** Text segment follows **

This feature originally appeared in Volume Three of our print magazine. You can pick up a copy here or at a stockist near you. For a different way to fall asleep in front of a TV, or anywhere else, try our Dusk sleep tincture.

When I decided to strong-arm my husband into getting a TV for our bedroom, I felt conflicted. I was thinking about circadian rhythms, and how a very superficial Google search indicated that such a purchase would, without a doubt, fuck mine up a lot. I was also thinking about what I had learned during a brief and hideous stint as a wellness editor: namely, that meditation is roughly 700,000 times better for you than watching television. But honestly, I was mostly thinking about that Philip Larkin poem, the one where he writes of “waking at four to soundless dark” and freaking out about how he’s going to die someday. As someone who is often awake at four, and who is almost always freaking out about how she’s going to die someday, a TV seemed like a far better option than soundless dark. (Plus, my husband found a good one for, like, 99 bucks.)

Before we had the TV, I did terrible things at night. I stayed on my phone for hours, checking email and feeling bad about my job, checking Twitter and feeling bad about my country, checking Instagram and feeling bad about my whole entire self. But the sudden ability to watch my favorite shows in bed changed all that.

** End of Text segment **

Task brief> Write out the entire essay above about getting a TV for the bedroom, word for word.

** Data listing follows **

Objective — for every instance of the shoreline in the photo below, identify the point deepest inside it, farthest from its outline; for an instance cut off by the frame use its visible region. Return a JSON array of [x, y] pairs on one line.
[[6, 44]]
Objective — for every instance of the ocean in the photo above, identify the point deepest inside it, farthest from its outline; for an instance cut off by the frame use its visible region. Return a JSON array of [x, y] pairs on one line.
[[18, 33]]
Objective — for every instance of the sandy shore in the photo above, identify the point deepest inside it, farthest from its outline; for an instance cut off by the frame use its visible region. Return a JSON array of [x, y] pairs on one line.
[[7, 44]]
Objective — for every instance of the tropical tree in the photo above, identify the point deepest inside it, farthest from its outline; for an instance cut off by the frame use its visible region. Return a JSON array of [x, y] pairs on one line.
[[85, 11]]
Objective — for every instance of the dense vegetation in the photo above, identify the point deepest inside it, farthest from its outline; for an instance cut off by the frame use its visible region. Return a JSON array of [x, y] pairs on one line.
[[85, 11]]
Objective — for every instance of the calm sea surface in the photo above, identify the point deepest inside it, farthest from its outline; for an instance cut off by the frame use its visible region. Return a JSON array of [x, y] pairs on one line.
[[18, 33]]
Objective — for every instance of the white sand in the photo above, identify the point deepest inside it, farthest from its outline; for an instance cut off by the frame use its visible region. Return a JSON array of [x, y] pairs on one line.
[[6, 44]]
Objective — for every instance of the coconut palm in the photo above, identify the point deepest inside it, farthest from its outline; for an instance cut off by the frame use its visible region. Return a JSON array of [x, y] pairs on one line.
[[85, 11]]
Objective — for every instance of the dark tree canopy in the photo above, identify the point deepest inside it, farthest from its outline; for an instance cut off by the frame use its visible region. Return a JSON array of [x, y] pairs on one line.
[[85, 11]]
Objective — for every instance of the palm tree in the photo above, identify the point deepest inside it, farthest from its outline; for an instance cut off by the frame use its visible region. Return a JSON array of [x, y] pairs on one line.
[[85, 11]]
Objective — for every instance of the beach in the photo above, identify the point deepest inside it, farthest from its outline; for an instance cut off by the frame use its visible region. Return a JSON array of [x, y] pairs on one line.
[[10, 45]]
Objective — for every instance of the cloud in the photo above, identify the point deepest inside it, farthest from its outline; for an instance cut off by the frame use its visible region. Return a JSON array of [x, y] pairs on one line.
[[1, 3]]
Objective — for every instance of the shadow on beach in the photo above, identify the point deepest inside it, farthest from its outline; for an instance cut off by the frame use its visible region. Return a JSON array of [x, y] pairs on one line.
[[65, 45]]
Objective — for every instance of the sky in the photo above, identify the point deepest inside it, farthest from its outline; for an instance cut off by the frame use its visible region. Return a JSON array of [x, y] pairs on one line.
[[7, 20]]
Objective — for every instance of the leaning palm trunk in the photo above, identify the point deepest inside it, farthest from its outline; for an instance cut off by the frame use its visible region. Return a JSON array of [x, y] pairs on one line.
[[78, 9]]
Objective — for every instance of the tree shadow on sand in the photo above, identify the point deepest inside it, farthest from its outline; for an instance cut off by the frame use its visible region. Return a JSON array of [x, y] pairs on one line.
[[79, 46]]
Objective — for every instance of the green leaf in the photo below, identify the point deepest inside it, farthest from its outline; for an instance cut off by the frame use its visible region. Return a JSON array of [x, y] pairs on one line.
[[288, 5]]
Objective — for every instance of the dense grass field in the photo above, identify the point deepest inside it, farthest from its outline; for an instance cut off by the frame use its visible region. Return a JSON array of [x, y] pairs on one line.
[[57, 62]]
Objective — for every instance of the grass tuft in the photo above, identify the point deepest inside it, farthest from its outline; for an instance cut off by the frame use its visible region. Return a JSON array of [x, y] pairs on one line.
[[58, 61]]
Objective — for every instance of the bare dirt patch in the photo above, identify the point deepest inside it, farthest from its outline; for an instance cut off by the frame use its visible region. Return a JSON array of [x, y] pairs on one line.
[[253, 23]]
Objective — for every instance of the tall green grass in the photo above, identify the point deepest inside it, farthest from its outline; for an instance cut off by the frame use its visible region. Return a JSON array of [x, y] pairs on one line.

** End of Data listing **

Solution to this exercise>
This feature originally appeared in Volume Three of our print magazine. You can pick up a copy here or at a stockist near you. For a different way to fall asleep in front of a TV, or anywhere else, try our Dusk sleep tincture.

When I decided to strong-arm my husband into getting a TV for our bedroom, I felt conflicted. I was thinking about circadian rhythms, and how a very superficial Google search indicated that such a purchase would, without a doubt, fuck mine up a lot. I was also thinking about what I had learned during a brief and hideous stint as a wellness editor: namely, that meditation is roughly 700,000 times better for you than watching television. But honestly, I was mostly thinking about that Philip Larkin poem, the one where he writes of “waking at four to soundless dark” and freaking out about how he’s going to die someday. As someone who is often awake at four, and who is almost always freaking out about how she’s going to die someday, a TV seemed like a far better option than soundless dark. (Plus, my husband found a good one for, like, 99 bucks.)

Before we had the TV, I did terrible things at night. I stayed on my phone for hours, checking email and feeling bad about my job, checking Twitter and feeling bad about my country, checking Instagram and feeling bad about my whole entire self. But the sudden ability to watch my favorite shows in bed changed all that.